Written exercise:
Print each of the entries below line for line without changing anything, but leave the pictures out.
____________
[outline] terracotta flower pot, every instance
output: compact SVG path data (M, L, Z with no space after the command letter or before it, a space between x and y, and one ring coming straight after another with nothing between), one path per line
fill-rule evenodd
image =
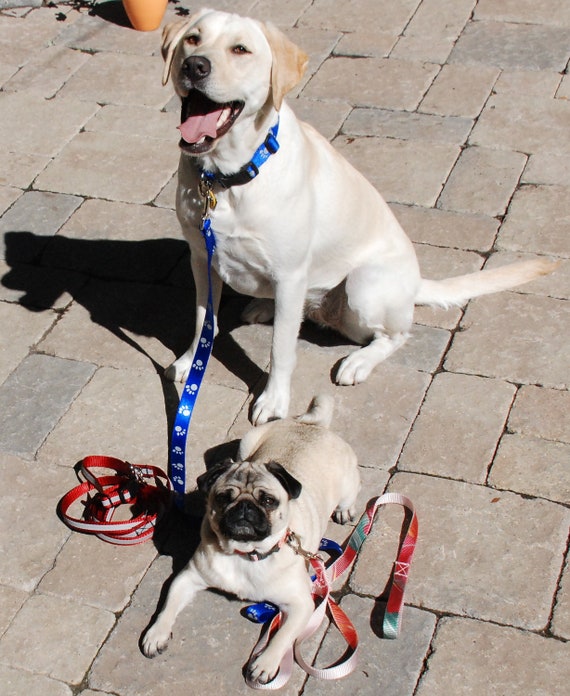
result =
M123 0L123 7L130 23L138 31L158 29L168 0Z

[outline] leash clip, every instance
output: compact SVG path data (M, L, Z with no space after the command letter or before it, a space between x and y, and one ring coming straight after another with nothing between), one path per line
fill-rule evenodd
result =
M295 532L293 532L291 529L287 533L285 543L288 546L290 546L298 556L303 556L303 558L305 558L307 561L318 560L324 563L323 557L320 556L318 553L311 553L310 551L307 551L301 546L300 537L297 534L295 534Z
M202 220L205 220L210 213L210 210L214 210L218 205L218 199L216 194L212 191L212 179L205 173L200 174L200 182L198 184L198 190L200 195L204 199L204 210L202 211Z

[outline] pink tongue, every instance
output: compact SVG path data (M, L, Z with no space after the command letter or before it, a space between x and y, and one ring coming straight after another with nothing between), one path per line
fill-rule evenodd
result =
M178 126L183 139L191 145L197 143L205 135L215 138L217 134L216 124L220 118L223 108L211 111L208 114L197 114L190 116L184 123Z

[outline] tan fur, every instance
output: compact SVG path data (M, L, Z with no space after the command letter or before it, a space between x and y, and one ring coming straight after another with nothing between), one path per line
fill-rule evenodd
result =
M266 683L275 676L314 608L305 559L286 543L279 544L291 530L303 549L315 553L331 514L336 521L346 523L355 513L360 489L356 455L325 427L331 409L330 400L315 399L297 421L273 421L250 430L240 443L237 462L222 465L221 474L214 471L204 475L216 478L208 484L200 546L175 577L164 607L142 638L147 657L166 649L176 616L196 593L214 587L242 599L279 606L283 612L281 627L249 665L249 677L254 681ZM272 473L274 462L302 484L298 497L291 498ZM226 491L231 491L234 499L227 501ZM265 512L270 522L267 536L245 541L224 535L221 520L226 511L242 500L261 499L260 492L278 501ZM244 556L268 552L258 561Z

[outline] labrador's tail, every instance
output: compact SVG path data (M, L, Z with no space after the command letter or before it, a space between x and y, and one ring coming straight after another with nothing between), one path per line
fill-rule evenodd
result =
M445 309L461 306L474 297L507 290L552 273L558 265L558 261L533 259L443 280L422 278L415 303Z
M334 411L334 399L329 394L317 394L313 397L307 412L299 416L299 423L307 423L309 425L321 425L323 428L328 428L331 424L332 414Z

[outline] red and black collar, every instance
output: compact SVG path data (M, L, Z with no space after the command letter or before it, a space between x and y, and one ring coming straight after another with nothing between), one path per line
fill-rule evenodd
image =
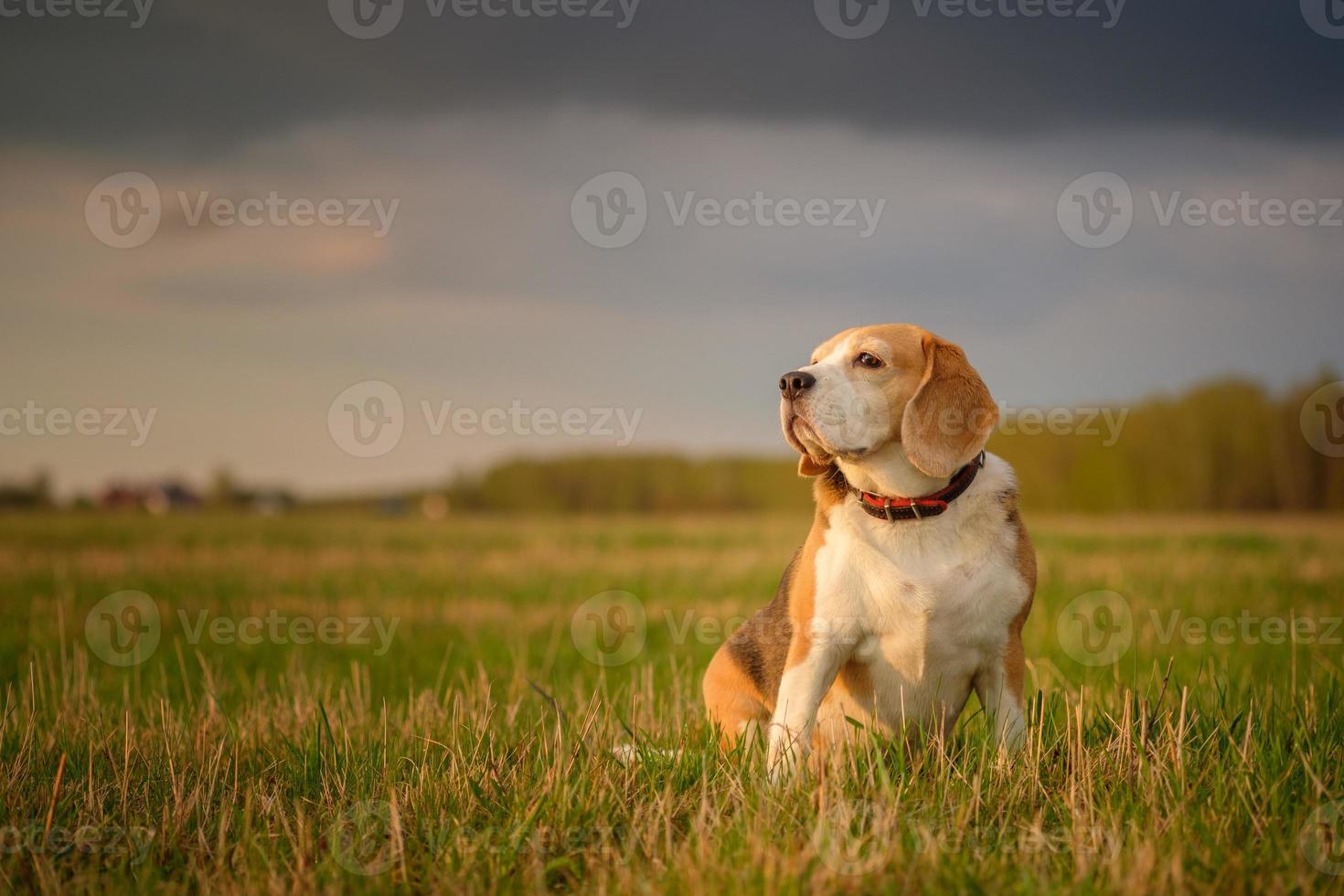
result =
M942 514L949 504L970 488L970 484L976 481L976 474L984 465L985 453L981 451L974 461L957 470L957 474L952 477L946 488L921 498L888 498L872 492L863 492L853 486L849 486L849 490L859 498L859 506L868 516L875 516L888 523L895 523L896 520L925 520Z

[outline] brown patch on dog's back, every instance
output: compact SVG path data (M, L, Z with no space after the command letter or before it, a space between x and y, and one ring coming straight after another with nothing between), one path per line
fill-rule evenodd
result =
M734 631L727 643L728 656L742 668L743 674L751 680L771 709L780 695L780 678L784 676L789 642L793 639L789 590L798 567L798 556L796 553L785 568L774 599Z

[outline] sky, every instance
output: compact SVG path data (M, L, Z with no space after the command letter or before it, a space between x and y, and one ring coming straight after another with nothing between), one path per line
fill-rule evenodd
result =
M1339 7L0 0L0 480L782 455L887 321L1017 408L1341 369Z

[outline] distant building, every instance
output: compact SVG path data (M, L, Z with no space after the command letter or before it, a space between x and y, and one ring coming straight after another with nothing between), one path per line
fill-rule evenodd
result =
M148 510L155 516L200 506L200 496L177 481L149 485L114 484L98 498L103 510Z

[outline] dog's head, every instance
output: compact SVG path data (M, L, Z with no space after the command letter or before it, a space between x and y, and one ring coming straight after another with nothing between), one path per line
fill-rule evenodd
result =
M926 476L950 477L985 447L999 422L966 355L910 324L832 336L806 367L780 377L780 394L784 438L802 455L802 476L896 443Z

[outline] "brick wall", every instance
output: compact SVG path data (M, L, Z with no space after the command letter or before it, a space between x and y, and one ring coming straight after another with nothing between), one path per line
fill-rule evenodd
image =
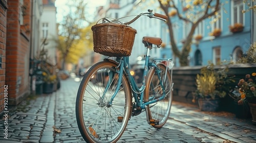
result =
M9 86L8 105L16 105L29 93L31 0L9 0L7 11L6 84ZM23 23L19 18L25 7Z
M0 4L0 114L4 111L5 84L7 1Z

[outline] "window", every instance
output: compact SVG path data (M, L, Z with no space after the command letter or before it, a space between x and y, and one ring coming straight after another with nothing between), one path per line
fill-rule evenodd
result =
M232 25L236 23L244 24L244 16L242 11L244 9L243 1L233 0L232 1L232 11L231 11Z
M237 62L243 56L243 51L240 46L235 48L232 54L232 60Z
M179 32L180 30L181 29L180 26L179 25L179 23L178 22L174 23L173 27L173 32L174 36L174 40L175 40L176 43L178 43L179 42L178 40L181 34ZM169 34L168 31L168 34Z
M42 23L42 38L47 37L48 34L48 23Z
M214 11L214 9L212 9ZM210 24L212 25L211 30L213 31L215 29L221 29L221 16L222 11L219 10L217 13L211 16L211 21Z
M189 33L189 32L191 30L191 23L187 22L184 22L183 24L183 38L186 38L188 35L188 34Z
M23 25L23 12L24 11L24 7L23 6L23 0L19 0L19 15L18 17L18 20L20 25Z
M220 64L221 63L221 47L216 47L214 48L213 51L213 63L215 64Z
M195 65L202 65L202 54L199 50L195 53Z
M195 30L195 34L196 35L201 35L202 36L203 35L204 33L204 29L203 29L203 22L201 22L198 23L198 26L196 28L196 30Z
____________
Output for this exercise:
[outline] terracotta flower pot, every instance
output: compact SVG path data (M, L, Z with no space after the command letter or before it, a space between x and y, and one ring coming straight after another with nothing between), one path per line
fill-rule evenodd
image =
result =
M123 0L123 7L130 23L138 31L158 29L168 0Z

[outline] leash clip, every instance
output: compact SVG path data (M, L, Z with no space after the command letter or before it, a space between x and y, and one ring coming straight after another with nothing between), one path per line
fill-rule evenodd
result =
M295 532L293 532L291 529L287 533L285 543L288 546L290 546L298 556L303 556L303 558L305 558L307 561L318 560L324 563L323 557L320 556L318 553L311 553L310 551L307 551L301 546L300 537L297 534L295 534Z
M202 220L205 220L210 213L210 210L214 210L218 205L218 199L216 194L212 191L212 179L205 173L200 174L200 182L198 184L198 190L200 195L204 199L204 210L202 211Z

[outline] pink tongue, every instance
output: compact SVG path data (M, L, Z with no space after the command letter or before it, a space between x and y, and one ring coming straight after another with nothing between), one path per line
fill-rule evenodd
result =
M178 126L183 139L191 145L197 143L205 135L215 138L217 134L216 124L220 118L223 108L211 111L208 114L197 114L190 116L184 123Z

[outline] tan fur, every instance
output: compact SVG path data (M, L, Z with no space after the command letter or before it, a space between x and y, and one ring coming straight after another with nothing between), one path per line
fill-rule evenodd
result =
M266 683L275 676L314 608L305 559L286 543L279 544L291 530L303 549L315 553L331 514L336 521L346 523L355 513L360 489L356 455L325 427L331 409L330 400L315 399L297 421L273 421L250 430L240 443L237 462L222 465L221 474L214 471L204 475L216 478L208 484L200 546L175 577L164 607L142 638L147 657L166 649L176 616L196 593L214 587L242 599L279 606L283 612L281 627L249 665L249 677L254 681ZM272 473L274 462L302 484L298 497L291 498ZM226 491L231 491L234 499L227 501ZM265 512L270 522L267 536L245 541L224 535L221 520L226 511L242 500L261 499L260 492L278 501ZM244 556L268 552L258 561Z

[outline] labrador's tail, every instance
output: compact SVG path data (M, L, Z with no space after the command letter or before it, a space between x and y, and one ring coming straight after another with nothing between), one path per line
fill-rule evenodd
result =
M445 309L461 306L474 297L507 290L552 273L558 265L558 261L533 259L443 280L422 278L415 303Z
M334 411L334 399L329 394L317 394L313 397L307 412L299 416L299 423L307 423L309 425L321 425L323 428L328 428L331 424L332 414Z

[outline] red and black collar, every instance
output: compact SVG path data (M, L, Z with no space after the command letter or before it, a space between x and y, and one ring coming straight after another with nothing between), one path per line
fill-rule evenodd
image =
result =
M942 514L949 504L970 488L970 484L976 481L976 474L984 465L985 453L981 451L974 461L957 470L957 474L952 477L946 488L921 498L888 498L872 492L863 492L853 486L849 486L849 490L859 498L859 506L868 516L875 516L888 523L895 523L896 520L925 520Z

[outline] brown patch on dog's back, every instance
output: compact SVG path data (M, L, Z with no space after the command letter or before it, a space between x and y, and one ring coming straight after another with nothing between), one path per line
fill-rule evenodd
result =
M734 631L727 643L728 656L742 668L743 674L751 680L771 709L780 695L780 678L784 676L789 642L793 639L789 590L798 567L798 556L796 553L785 568L774 599Z

[outline] sky, every instance
output: compact SVG path data (M, L, Z with no space after the command letter or before it, a space between x and y, and one ring coming straight after another with nothing between), one path per line
fill-rule evenodd
result =
M1339 7L0 0L0 480L782 455L887 321L1017 408L1341 369Z

[outline] distant building, every instance
output: compact SVG path data (M, L, Z with no space after the command letter or before it, a space between x and y, and one ring coming straight after another with nothing between), one path per line
fill-rule evenodd
result =
M148 510L155 516L200 506L200 496L177 481L149 485L114 484L98 498L103 510Z

[outline] dog's head, every instance
output: compact SVG path data (M, L, Z with no space after the command letter or before it, a space between x and y, and one ring coming straight after another with nothing between), one path per line
fill-rule evenodd
result =
M926 476L950 477L985 447L999 422L966 355L910 324L832 336L806 367L780 377L780 394L784 438L802 455L802 476L896 443Z

[outline] "brick wall", every instance
output: compact SVG path data (M, L, Z with no space after the command letter or before it, a space between x and y, and one ring coming straight after another with nothing between), one path per line
fill-rule evenodd
image =
result =
M9 86L8 105L16 105L29 93L31 0L9 0L7 11L6 84ZM23 23L19 18L25 7Z
M0 4L0 114L4 111L5 84L7 1Z

[outline] "window", every instance
output: compact SVG path data (M, L, Z with no space after the command letter or before it, a space between x and y, and one ring coming straight after another with nothing between), one path per line
fill-rule evenodd
result =
M232 25L236 23L244 24L244 16L242 11L244 9L243 1L233 0L232 1L232 11L231 11Z
M237 62L243 56L243 51L240 46L235 48L232 54L232 60Z
M179 32L180 30L181 29L180 26L179 25L179 23L178 22L174 23L173 27L173 32L174 36L174 40L175 40L176 43L178 43L179 42L178 40L181 34ZM169 34L168 31L168 34Z
M42 23L42 38L47 37L48 34L48 23Z
M214 11L214 9L212 9ZM210 24L212 25L211 30L213 31L215 29L221 29L221 16L222 11L219 10L217 13L211 16L211 21Z
M189 33L189 32L191 30L191 23L187 22L184 22L183 24L183 38L186 38L188 35L188 34Z
M23 25L23 12L24 11L24 7L23 6L23 0L19 0L19 15L18 17L18 20L20 25Z
M220 64L221 63L221 47L216 47L214 48L213 51L213 63L215 64Z
M195 65L202 65L202 54L199 50L195 53Z
M195 30L195 34L196 35L201 35L202 36L203 35L204 33L204 29L203 29L203 22L201 22L198 23L198 26L196 28L196 30Z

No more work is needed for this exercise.